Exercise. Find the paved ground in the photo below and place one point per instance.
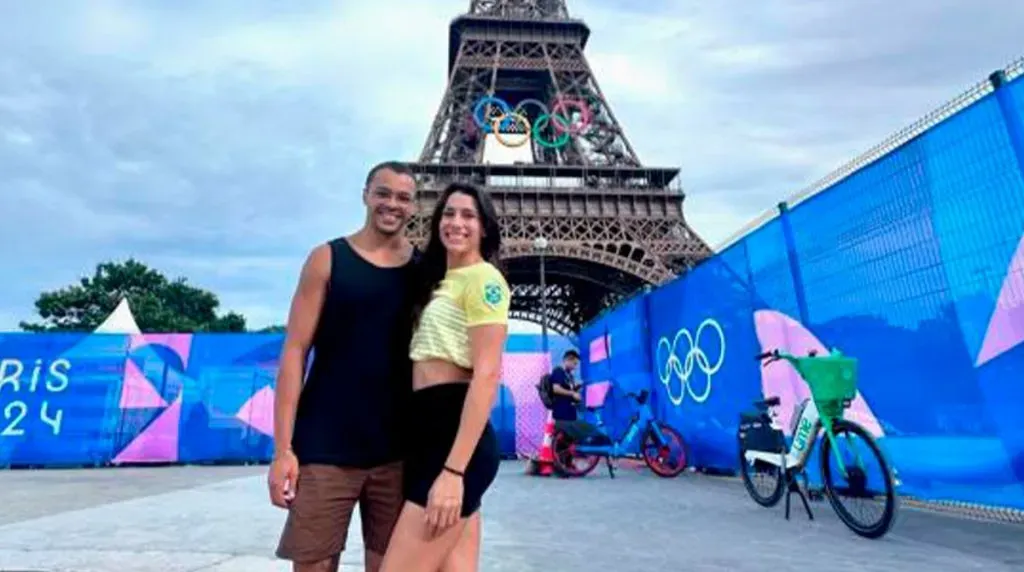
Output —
(218, 520)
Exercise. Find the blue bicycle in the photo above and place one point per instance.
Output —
(579, 445)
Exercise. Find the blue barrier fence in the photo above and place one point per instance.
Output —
(80, 399)
(910, 260)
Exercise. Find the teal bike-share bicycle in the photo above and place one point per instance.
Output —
(833, 381)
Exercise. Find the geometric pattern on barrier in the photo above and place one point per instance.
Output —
(158, 442)
(181, 397)
(258, 411)
(777, 331)
(136, 391)
(1006, 327)
(520, 372)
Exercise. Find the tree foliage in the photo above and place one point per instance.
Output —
(158, 303)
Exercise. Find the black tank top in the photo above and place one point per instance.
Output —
(350, 411)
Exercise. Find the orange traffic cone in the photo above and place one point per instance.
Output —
(543, 464)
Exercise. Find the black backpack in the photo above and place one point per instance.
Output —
(545, 391)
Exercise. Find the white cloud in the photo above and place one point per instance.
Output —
(222, 140)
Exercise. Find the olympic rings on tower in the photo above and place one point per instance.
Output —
(493, 115)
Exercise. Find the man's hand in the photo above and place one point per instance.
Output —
(284, 475)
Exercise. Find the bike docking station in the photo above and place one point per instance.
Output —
(833, 381)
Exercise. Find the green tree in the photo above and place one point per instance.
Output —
(158, 304)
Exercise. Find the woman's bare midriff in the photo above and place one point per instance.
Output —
(436, 371)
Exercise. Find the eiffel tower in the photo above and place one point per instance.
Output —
(612, 226)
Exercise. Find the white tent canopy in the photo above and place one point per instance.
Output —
(121, 320)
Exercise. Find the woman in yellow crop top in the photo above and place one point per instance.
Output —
(461, 324)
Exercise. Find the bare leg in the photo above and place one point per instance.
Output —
(414, 548)
(329, 565)
(373, 561)
(466, 555)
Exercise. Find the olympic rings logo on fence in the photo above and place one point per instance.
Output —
(683, 368)
(493, 115)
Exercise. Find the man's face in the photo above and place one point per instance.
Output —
(390, 202)
(570, 363)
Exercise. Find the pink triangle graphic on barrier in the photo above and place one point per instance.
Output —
(136, 391)
(1006, 327)
(257, 412)
(159, 442)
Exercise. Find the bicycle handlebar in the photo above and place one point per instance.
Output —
(777, 354)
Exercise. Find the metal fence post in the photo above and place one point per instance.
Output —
(791, 252)
(1011, 117)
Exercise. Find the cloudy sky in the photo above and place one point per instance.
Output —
(220, 140)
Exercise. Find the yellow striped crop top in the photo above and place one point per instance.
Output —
(470, 296)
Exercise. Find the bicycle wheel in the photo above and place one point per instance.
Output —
(567, 463)
(857, 484)
(767, 495)
(665, 460)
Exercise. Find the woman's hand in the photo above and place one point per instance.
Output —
(444, 501)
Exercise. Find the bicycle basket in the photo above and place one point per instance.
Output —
(833, 380)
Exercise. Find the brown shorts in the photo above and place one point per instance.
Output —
(325, 496)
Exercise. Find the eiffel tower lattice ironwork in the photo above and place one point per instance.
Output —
(612, 225)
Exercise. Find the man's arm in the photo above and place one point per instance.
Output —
(302, 319)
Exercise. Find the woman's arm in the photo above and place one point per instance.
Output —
(487, 345)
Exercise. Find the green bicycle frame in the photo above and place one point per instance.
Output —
(805, 429)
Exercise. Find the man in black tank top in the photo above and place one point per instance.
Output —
(338, 436)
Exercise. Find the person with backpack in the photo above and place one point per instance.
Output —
(564, 388)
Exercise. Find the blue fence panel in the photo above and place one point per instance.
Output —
(100, 399)
(913, 264)
(614, 350)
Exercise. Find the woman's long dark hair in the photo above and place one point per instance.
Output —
(433, 261)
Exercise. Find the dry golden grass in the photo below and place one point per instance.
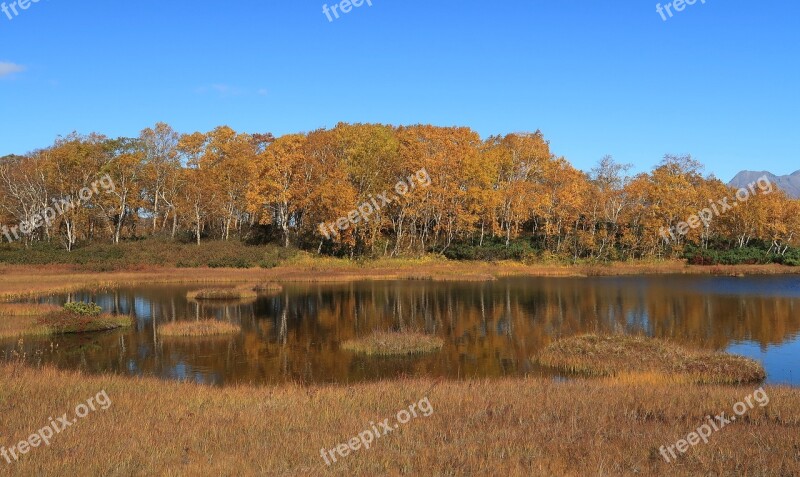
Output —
(391, 344)
(200, 328)
(611, 355)
(221, 294)
(530, 427)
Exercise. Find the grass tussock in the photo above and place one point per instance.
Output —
(202, 328)
(65, 322)
(221, 294)
(19, 326)
(594, 355)
(393, 344)
(268, 287)
(520, 426)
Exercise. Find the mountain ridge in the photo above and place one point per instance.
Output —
(789, 183)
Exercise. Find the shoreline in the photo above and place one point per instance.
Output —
(30, 281)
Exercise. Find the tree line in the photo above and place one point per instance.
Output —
(505, 192)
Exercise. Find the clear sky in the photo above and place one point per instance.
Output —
(718, 80)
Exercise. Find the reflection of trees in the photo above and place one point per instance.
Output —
(490, 328)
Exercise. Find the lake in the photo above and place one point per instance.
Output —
(491, 329)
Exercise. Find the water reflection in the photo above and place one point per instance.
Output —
(490, 329)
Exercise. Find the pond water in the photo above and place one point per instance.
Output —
(490, 328)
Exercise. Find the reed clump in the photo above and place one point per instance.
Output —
(394, 343)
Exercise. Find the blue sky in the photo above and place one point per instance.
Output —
(718, 80)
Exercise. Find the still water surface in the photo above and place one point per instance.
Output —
(490, 329)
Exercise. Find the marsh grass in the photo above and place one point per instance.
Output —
(202, 328)
(594, 355)
(508, 426)
(268, 287)
(393, 344)
(65, 322)
(221, 294)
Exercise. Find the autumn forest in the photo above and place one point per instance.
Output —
(506, 193)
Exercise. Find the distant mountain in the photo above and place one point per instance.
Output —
(790, 184)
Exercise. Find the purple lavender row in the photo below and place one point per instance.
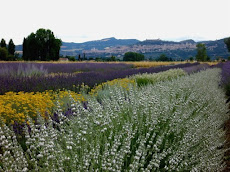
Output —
(66, 67)
(226, 77)
(41, 83)
(196, 68)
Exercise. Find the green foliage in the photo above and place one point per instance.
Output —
(132, 56)
(11, 47)
(3, 53)
(227, 42)
(163, 57)
(41, 45)
(3, 43)
(201, 52)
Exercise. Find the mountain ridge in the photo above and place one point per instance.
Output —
(151, 48)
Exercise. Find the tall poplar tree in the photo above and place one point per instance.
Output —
(201, 52)
(11, 47)
(41, 45)
(3, 43)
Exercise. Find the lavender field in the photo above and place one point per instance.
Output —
(166, 118)
(33, 77)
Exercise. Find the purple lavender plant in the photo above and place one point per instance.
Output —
(196, 68)
(225, 77)
(42, 83)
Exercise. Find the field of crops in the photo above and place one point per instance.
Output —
(113, 117)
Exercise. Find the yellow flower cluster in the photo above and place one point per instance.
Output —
(124, 83)
(17, 106)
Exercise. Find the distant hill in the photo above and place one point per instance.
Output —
(150, 48)
(99, 44)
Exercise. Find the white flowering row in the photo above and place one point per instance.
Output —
(170, 126)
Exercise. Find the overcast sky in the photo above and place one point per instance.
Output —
(85, 20)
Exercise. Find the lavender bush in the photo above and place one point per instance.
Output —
(170, 126)
(197, 68)
(56, 82)
(67, 67)
(226, 77)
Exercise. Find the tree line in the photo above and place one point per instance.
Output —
(42, 45)
(7, 52)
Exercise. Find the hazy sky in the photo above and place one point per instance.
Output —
(84, 20)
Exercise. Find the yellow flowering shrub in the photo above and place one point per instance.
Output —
(116, 82)
(16, 106)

ASSIGNMENT: What lines in the listing contain "white"? Copy them all.

REPLY:
Exercise. Find the white cloud in the photo above and place one point per instance.
Exercise. Find the white tent canopy in the photo above and place one point per instance.
Exercise. Find the white flowering row in the photo above and place one point per instance.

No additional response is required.